— begin Extracted data —

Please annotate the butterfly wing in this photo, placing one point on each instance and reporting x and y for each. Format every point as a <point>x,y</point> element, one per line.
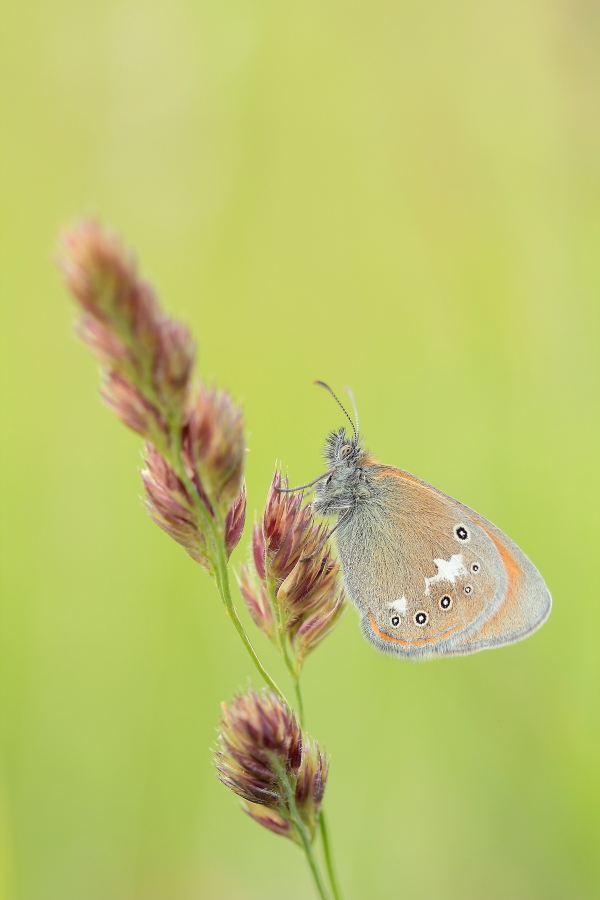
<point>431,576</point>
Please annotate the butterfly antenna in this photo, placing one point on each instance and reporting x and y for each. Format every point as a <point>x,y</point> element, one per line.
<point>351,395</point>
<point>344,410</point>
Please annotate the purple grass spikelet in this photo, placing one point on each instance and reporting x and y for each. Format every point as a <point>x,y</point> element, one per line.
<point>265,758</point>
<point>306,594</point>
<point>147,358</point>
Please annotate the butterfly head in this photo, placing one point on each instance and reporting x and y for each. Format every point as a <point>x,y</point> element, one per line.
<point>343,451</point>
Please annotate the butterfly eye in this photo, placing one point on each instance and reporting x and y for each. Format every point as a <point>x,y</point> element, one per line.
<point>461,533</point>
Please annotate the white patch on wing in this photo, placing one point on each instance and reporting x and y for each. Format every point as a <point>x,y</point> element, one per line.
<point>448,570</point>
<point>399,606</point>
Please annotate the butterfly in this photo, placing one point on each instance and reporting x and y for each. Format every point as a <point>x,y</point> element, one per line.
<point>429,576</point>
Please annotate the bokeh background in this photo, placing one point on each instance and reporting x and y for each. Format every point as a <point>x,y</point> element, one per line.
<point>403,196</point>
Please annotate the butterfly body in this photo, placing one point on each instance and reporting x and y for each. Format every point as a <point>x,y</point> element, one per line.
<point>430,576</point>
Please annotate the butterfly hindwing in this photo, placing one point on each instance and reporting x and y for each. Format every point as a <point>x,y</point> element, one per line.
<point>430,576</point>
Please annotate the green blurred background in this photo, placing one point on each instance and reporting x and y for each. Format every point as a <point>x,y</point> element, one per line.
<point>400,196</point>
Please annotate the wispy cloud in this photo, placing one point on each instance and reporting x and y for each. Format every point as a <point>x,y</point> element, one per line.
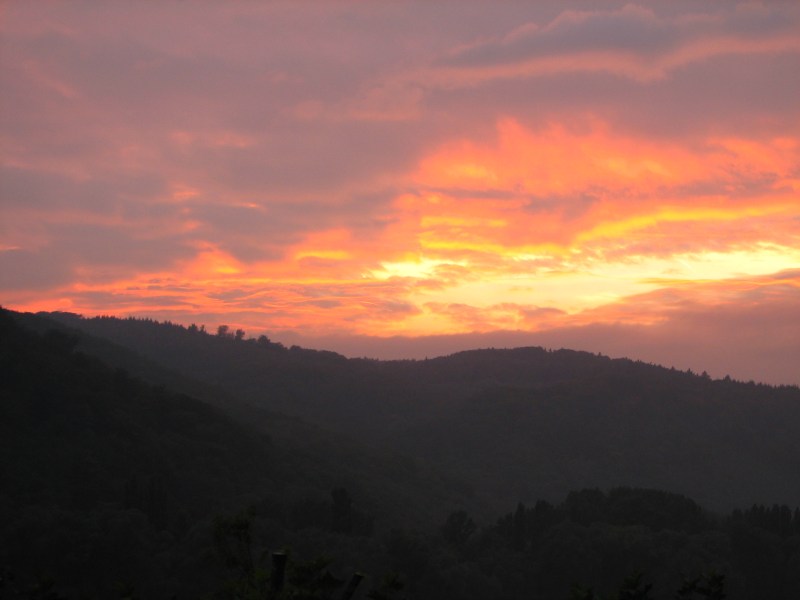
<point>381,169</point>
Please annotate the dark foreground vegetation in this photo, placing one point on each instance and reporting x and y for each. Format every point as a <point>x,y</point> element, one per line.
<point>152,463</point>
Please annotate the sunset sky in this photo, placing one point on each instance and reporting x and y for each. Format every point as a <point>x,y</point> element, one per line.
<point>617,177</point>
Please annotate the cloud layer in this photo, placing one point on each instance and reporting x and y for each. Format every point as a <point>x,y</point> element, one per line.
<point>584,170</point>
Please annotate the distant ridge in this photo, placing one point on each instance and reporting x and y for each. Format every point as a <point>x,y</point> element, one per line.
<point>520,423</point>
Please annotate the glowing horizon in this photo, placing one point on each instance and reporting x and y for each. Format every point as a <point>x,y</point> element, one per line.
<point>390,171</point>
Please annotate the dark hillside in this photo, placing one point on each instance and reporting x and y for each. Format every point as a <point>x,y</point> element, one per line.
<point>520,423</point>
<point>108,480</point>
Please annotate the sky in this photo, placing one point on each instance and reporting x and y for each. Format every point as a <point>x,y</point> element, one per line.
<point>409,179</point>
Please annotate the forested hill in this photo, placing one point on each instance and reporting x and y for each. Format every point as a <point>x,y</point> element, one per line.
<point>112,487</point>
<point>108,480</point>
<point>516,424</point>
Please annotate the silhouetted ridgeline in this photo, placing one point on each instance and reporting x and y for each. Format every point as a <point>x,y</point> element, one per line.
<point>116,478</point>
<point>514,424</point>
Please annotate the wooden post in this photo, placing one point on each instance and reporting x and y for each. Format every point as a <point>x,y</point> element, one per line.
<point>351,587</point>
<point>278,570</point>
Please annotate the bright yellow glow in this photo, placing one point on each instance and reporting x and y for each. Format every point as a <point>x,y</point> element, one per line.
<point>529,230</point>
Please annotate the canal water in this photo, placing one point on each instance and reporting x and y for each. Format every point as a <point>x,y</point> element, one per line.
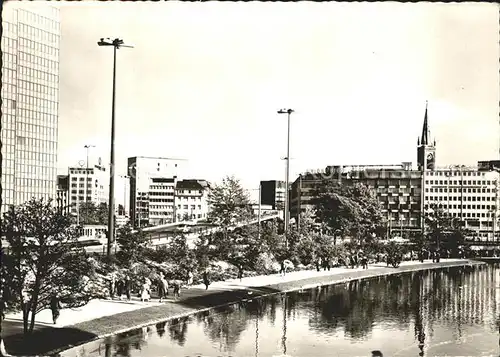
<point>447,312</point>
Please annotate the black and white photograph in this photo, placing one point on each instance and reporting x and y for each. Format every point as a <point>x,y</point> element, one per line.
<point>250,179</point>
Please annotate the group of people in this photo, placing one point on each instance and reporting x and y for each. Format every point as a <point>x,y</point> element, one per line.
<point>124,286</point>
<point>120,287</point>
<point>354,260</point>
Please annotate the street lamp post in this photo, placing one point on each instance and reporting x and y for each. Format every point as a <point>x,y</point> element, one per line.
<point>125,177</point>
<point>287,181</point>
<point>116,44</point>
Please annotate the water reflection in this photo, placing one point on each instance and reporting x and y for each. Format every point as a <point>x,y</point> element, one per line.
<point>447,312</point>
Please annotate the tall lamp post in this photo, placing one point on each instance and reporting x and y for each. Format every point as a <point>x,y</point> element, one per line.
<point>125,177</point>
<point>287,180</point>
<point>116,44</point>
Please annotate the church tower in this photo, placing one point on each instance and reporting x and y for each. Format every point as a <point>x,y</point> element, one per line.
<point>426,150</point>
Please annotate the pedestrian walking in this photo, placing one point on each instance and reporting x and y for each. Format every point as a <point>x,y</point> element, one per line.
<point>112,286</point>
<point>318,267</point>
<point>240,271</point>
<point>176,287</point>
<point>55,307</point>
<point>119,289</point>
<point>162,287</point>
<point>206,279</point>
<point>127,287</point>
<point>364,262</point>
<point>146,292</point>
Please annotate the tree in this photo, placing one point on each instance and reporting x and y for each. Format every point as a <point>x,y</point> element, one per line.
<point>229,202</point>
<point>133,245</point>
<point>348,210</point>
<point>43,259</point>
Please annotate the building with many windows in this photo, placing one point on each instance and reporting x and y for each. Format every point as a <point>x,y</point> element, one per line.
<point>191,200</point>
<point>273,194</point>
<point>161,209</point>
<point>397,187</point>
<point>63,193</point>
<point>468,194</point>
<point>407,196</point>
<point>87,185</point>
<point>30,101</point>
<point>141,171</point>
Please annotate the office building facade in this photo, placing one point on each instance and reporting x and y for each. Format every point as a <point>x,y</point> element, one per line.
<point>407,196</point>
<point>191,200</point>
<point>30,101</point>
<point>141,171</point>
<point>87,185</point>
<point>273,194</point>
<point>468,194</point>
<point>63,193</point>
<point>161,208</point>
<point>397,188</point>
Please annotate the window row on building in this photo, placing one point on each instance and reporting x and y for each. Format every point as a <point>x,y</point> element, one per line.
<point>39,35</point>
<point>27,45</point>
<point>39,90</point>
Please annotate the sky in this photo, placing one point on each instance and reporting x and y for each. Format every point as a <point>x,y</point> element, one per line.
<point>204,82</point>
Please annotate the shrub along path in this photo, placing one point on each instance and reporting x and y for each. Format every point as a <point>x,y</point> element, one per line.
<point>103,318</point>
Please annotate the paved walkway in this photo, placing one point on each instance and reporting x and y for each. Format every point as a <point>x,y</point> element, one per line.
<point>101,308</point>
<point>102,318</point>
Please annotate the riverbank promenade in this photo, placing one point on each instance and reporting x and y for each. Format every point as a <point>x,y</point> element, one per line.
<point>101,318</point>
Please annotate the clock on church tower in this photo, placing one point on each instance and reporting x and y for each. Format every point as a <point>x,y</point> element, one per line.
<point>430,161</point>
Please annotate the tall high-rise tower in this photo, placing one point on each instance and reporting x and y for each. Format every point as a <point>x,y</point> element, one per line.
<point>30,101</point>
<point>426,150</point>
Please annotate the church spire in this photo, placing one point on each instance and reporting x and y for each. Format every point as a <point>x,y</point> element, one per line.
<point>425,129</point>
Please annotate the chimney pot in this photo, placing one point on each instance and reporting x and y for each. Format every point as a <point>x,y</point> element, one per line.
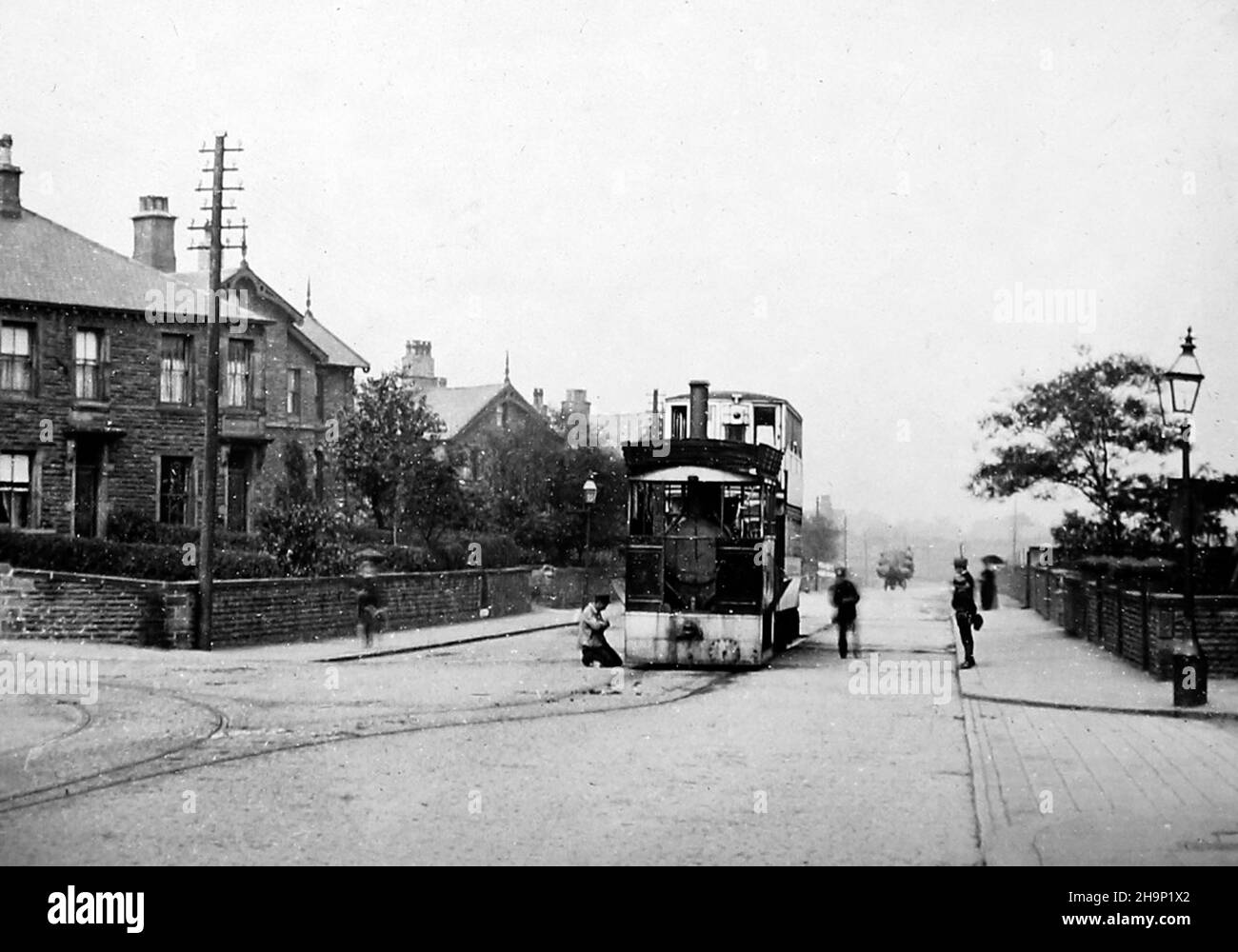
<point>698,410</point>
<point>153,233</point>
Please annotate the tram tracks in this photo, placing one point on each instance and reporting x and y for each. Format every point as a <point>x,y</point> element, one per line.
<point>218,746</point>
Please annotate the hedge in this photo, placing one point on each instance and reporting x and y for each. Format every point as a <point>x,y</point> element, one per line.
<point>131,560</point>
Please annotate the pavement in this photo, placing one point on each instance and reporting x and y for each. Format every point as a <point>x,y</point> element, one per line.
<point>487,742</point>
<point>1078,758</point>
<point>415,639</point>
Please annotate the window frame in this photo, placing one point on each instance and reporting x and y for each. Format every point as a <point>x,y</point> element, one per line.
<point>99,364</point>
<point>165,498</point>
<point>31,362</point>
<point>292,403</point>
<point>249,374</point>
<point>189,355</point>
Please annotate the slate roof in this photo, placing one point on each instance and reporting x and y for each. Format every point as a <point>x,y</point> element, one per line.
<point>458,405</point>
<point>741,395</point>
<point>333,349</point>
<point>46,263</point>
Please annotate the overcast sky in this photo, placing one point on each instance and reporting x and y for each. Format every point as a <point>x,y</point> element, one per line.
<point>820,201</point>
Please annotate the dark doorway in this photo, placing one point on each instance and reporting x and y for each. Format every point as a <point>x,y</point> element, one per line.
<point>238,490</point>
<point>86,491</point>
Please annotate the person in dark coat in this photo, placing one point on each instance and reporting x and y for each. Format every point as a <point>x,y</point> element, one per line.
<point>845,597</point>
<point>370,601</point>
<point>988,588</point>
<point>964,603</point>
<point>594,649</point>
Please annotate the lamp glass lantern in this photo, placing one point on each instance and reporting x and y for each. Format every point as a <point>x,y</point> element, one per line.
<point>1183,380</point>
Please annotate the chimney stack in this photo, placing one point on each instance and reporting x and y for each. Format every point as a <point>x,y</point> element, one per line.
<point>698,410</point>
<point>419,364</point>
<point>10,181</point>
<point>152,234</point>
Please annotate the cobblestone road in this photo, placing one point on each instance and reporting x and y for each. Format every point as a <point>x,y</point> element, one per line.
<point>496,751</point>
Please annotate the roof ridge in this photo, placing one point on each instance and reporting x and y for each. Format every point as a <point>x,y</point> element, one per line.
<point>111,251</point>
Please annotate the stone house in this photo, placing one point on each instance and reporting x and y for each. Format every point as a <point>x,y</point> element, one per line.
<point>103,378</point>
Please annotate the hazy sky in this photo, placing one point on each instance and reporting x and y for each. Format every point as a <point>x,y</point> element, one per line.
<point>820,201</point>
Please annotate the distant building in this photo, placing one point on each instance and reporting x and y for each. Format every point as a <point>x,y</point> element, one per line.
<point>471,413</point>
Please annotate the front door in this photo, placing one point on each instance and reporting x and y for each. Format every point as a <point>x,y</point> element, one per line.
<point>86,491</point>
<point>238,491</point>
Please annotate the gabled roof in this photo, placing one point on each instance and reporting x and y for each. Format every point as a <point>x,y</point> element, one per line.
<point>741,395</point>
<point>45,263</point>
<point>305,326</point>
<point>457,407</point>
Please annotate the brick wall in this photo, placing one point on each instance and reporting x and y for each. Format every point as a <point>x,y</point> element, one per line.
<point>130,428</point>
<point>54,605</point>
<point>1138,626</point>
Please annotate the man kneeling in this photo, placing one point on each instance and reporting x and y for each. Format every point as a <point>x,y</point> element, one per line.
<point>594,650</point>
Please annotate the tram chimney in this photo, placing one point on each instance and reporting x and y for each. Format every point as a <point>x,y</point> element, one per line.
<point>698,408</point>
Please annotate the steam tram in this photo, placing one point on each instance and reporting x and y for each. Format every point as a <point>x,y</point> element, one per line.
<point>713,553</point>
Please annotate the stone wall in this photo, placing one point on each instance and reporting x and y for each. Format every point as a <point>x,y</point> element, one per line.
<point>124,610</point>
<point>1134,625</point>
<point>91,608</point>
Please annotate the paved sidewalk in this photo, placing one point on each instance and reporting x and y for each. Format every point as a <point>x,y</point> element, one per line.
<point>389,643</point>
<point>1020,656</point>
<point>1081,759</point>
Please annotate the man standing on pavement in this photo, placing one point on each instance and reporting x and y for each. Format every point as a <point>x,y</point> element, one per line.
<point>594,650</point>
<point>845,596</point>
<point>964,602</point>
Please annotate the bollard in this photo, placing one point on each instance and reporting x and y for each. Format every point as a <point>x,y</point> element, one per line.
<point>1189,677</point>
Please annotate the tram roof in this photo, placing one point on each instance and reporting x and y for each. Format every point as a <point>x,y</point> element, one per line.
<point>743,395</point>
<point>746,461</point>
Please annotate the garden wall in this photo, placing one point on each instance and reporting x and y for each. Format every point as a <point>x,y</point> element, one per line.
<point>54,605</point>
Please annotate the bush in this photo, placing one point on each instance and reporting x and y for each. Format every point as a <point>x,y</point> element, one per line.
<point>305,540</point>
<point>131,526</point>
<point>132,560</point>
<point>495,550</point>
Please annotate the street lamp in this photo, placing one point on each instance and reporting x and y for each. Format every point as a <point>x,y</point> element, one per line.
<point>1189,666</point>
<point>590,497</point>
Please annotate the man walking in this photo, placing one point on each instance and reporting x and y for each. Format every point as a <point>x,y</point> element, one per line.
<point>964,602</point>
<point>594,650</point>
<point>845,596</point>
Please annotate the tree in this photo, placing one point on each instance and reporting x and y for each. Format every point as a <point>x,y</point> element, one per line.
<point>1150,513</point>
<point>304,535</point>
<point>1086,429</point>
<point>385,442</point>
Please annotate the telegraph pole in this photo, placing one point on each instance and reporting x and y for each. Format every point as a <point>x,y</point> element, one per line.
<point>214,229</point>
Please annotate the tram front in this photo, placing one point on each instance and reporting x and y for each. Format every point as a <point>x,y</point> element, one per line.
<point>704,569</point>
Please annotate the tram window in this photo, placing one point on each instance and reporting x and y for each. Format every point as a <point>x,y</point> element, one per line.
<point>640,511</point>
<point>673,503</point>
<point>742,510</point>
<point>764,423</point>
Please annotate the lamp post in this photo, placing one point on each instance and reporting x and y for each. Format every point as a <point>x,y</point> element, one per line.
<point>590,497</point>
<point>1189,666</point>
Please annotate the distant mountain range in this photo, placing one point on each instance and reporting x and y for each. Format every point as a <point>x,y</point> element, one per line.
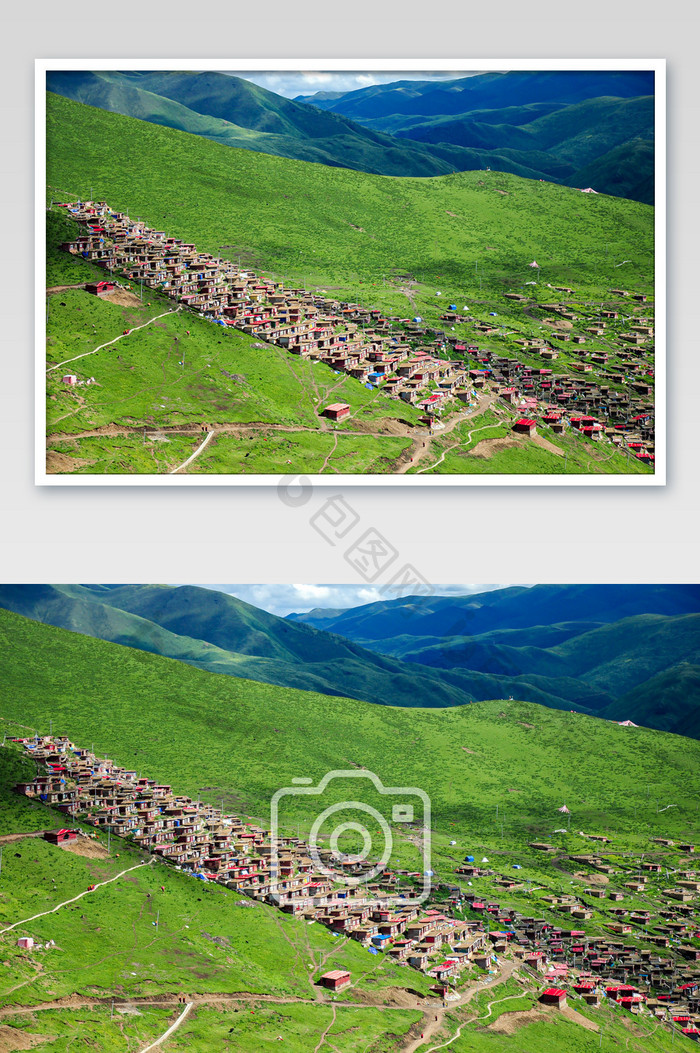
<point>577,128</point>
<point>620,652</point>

— end Extracted data —

Recast the records as a two-column CSV with the headers input and output, starting at the line containing "Please annotate the tram front" and ending at the end of the records. Give one row per record, put its text and its answer each in a single quoted field with line breaks turned into spaces, and leave out the pictures.

input,output
"Please annotate the tram front in this photo, placing one point on each instance and reporting x and y for each. Format every point as a <point>x,y</point> element, one per line.","<point>704,569</point>"
"Please annotate the tram window in this photo, placing one point on each instance and reporting x and y for each. Format every point as a <point>x,y</point> element, one per line.","<point>640,511</point> <point>673,503</point> <point>742,510</point> <point>764,423</point>"
"Please annotate the lamp post in this photo, placing one point on each instance and reporting x and y for each. Format every point as a <point>x,y</point> element, one per line.","<point>590,497</point> <point>1189,666</point>"
"Please annotate the distant mountain range in this photo, placing one point on each instance and reporting x and y for each. Format every point as a <point>x,y</point> element, one per line.","<point>577,128</point> <point>620,652</point>"